Requirement: Identify every line below that contains the string "ocean" and copy each one. Case counts.

Given entries:

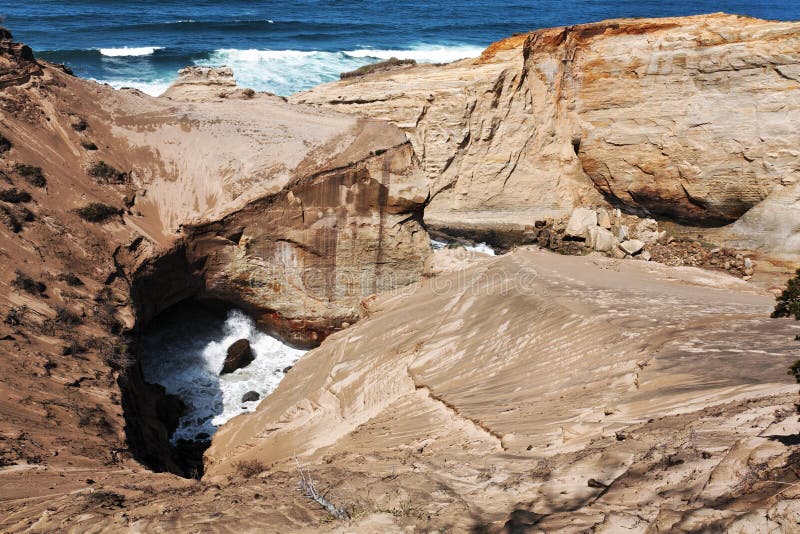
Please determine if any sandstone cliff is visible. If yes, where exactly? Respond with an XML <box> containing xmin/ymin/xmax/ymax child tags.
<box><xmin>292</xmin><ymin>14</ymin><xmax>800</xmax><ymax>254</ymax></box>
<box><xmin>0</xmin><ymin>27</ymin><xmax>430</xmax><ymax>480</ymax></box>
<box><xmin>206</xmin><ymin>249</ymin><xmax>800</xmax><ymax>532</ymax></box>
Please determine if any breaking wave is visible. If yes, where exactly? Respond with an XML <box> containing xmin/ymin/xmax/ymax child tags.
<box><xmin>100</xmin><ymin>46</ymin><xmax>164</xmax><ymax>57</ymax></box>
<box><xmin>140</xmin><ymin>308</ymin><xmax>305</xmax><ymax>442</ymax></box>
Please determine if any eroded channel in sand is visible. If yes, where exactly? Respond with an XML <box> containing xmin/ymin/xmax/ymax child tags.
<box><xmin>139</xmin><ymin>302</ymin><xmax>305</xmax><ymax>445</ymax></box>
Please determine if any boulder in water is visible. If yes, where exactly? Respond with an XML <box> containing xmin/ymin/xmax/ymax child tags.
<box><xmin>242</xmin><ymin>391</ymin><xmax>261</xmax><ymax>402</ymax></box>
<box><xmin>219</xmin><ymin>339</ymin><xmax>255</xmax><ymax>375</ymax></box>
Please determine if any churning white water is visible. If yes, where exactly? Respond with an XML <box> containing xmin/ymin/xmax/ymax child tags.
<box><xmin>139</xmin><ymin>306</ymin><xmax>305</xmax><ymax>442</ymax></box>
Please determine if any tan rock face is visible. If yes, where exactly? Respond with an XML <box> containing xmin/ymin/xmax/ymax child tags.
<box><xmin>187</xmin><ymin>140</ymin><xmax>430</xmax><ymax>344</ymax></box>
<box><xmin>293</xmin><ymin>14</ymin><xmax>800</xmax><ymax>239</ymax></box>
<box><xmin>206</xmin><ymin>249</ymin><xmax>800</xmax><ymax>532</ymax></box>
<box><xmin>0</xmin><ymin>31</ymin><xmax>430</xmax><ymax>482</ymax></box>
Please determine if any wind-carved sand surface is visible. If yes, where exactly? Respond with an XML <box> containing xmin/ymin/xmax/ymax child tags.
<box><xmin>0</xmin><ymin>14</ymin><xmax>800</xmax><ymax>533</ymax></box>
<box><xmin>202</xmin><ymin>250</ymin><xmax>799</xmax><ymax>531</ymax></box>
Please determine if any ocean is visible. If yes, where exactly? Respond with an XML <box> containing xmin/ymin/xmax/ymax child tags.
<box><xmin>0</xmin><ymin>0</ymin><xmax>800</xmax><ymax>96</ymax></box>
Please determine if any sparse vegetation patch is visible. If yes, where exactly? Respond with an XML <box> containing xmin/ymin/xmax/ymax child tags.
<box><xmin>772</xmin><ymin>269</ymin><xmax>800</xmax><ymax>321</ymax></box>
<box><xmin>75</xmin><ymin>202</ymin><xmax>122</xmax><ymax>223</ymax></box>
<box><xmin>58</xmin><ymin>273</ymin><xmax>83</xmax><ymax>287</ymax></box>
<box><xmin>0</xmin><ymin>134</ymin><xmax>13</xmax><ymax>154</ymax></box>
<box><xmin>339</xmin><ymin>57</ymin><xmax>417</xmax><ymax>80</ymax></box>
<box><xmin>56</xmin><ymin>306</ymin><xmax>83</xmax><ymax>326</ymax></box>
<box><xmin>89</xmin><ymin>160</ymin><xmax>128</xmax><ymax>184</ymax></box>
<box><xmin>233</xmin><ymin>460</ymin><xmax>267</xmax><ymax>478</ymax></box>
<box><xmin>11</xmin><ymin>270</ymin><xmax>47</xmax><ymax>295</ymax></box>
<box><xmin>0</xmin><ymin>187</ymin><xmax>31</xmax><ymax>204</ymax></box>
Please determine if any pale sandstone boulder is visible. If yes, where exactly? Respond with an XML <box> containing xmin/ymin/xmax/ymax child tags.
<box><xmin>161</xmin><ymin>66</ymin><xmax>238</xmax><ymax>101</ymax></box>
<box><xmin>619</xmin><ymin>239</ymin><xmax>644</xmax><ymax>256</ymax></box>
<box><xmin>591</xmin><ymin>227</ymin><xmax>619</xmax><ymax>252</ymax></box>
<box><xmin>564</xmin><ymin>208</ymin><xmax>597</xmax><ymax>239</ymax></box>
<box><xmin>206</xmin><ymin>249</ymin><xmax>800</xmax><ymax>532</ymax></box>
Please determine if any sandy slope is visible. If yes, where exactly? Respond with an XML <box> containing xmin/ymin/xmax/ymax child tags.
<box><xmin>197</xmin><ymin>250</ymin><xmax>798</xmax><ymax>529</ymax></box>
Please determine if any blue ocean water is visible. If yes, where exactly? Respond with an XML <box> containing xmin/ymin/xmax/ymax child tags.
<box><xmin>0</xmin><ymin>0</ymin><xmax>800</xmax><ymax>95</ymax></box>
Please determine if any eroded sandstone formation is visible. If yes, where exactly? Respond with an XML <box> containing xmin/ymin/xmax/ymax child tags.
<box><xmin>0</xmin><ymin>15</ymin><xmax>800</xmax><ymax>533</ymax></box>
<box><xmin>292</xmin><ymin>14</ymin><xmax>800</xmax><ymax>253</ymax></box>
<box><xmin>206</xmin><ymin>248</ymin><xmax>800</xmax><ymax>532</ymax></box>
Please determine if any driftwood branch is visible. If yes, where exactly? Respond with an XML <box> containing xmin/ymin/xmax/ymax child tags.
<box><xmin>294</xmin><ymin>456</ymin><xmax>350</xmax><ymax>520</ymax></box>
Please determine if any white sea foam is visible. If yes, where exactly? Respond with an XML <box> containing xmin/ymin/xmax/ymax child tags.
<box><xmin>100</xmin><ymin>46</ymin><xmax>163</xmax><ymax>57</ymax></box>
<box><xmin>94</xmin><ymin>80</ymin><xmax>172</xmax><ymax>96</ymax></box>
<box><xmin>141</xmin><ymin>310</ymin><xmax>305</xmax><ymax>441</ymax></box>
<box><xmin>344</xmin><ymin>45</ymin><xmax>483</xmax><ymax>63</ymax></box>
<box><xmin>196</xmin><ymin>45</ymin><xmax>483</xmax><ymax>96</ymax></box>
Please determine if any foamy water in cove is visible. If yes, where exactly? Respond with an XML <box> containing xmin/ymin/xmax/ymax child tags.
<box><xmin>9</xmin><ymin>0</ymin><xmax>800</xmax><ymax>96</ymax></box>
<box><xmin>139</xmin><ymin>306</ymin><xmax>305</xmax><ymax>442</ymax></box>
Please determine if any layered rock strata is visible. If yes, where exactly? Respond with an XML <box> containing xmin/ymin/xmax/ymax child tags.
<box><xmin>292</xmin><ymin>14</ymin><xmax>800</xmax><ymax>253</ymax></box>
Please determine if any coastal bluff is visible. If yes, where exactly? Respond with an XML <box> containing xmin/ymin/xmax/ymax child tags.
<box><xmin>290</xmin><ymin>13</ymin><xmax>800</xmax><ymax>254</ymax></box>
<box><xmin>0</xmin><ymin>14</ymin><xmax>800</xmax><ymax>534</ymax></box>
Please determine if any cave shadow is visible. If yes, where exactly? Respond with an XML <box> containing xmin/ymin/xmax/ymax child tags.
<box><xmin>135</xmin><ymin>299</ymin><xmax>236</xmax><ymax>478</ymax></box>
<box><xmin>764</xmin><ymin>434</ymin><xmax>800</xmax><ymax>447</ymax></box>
...
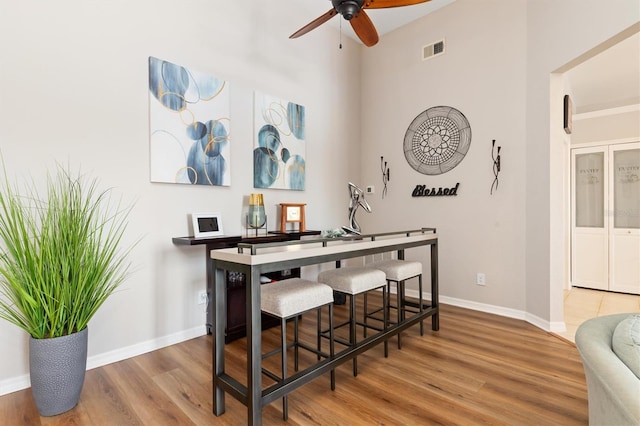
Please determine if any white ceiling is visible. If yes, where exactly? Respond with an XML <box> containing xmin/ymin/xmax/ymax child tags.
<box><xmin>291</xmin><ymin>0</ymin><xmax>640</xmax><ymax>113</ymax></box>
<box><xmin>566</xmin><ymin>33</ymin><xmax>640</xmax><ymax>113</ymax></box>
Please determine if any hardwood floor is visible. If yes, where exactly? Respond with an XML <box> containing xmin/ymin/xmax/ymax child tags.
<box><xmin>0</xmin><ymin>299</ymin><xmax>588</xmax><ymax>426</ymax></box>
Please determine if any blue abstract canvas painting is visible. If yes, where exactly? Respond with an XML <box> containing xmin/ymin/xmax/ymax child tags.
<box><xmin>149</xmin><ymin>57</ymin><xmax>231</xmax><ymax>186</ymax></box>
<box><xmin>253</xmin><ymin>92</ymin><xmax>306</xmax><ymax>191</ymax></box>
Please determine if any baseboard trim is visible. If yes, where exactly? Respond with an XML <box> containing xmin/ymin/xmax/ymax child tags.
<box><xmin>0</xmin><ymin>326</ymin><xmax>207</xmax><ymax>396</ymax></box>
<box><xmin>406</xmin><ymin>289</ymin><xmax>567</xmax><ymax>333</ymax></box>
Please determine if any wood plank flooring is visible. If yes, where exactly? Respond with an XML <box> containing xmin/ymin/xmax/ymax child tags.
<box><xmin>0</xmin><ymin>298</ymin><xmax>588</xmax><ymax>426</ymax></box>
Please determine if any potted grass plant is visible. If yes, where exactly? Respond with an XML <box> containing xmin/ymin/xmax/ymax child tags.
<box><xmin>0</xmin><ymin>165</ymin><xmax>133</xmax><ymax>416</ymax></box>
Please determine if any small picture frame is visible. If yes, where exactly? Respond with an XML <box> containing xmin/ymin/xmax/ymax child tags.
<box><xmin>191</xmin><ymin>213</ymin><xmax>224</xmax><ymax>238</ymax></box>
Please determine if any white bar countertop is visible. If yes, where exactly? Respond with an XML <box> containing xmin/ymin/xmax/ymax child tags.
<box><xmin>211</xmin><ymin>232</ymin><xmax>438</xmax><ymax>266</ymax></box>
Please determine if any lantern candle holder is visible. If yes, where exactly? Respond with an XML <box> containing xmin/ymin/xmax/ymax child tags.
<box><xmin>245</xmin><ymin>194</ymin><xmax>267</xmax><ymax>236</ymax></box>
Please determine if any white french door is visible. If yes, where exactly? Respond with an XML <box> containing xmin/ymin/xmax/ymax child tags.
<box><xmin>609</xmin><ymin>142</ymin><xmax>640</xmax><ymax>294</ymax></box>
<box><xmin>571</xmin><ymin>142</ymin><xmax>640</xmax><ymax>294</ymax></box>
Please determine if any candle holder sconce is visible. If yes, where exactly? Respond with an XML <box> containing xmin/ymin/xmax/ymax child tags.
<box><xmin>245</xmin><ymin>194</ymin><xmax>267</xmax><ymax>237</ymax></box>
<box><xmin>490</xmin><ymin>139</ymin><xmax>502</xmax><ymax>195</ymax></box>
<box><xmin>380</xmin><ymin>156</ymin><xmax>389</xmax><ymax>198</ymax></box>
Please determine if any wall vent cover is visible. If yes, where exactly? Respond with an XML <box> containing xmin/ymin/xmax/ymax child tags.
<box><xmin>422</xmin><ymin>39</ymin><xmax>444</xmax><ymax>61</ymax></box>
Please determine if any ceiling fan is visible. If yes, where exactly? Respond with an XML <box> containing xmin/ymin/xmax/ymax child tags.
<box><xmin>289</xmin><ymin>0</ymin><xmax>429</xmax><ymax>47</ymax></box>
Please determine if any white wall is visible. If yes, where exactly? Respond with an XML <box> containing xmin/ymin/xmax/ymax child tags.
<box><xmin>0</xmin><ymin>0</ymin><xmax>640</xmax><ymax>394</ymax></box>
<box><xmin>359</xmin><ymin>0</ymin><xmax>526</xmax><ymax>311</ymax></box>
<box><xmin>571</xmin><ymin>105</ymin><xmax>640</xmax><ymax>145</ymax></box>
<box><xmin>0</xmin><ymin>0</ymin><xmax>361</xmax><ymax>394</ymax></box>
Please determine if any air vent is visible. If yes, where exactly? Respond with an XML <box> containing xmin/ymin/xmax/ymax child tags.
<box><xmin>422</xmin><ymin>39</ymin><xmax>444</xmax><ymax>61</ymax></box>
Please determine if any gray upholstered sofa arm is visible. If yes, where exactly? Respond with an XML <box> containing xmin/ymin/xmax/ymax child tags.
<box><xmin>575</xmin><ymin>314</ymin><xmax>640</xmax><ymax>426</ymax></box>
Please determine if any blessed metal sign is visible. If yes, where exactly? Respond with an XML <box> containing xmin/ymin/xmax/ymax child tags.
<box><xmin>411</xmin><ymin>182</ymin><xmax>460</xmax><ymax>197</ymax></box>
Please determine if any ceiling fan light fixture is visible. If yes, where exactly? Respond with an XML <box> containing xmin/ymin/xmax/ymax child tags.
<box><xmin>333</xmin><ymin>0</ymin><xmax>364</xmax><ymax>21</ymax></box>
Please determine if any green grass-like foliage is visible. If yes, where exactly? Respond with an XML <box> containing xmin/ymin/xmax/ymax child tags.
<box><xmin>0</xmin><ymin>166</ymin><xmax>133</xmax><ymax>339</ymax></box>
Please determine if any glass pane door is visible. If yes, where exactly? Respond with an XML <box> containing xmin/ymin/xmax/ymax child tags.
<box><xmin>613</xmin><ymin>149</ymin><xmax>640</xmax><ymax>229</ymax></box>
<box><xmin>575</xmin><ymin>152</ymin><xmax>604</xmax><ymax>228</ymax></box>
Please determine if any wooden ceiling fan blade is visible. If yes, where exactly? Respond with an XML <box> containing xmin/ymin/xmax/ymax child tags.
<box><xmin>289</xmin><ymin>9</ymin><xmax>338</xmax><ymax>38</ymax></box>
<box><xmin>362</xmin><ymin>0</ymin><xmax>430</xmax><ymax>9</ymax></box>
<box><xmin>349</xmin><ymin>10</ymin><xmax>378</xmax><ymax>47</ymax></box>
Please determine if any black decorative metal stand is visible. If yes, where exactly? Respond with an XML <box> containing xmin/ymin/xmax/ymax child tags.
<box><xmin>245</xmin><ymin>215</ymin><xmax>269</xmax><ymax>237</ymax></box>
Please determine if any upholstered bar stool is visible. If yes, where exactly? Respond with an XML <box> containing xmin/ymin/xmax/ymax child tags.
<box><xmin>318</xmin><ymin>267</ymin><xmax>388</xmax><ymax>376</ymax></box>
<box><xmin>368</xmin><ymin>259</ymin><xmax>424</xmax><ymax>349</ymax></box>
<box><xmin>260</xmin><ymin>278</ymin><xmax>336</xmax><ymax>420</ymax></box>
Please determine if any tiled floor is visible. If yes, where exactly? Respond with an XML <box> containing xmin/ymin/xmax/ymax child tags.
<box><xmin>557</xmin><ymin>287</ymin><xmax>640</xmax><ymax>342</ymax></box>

Response:
Please determine if any ocean is visible. If yes, where exactly? Respond with an XML <box> containing xmin/ymin/xmax/ymax child tags.
Please determine if any blue ocean water is visible. If yes, where exactly? Respond with an XML <box> containing xmin/ymin/xmax/ymax child tags.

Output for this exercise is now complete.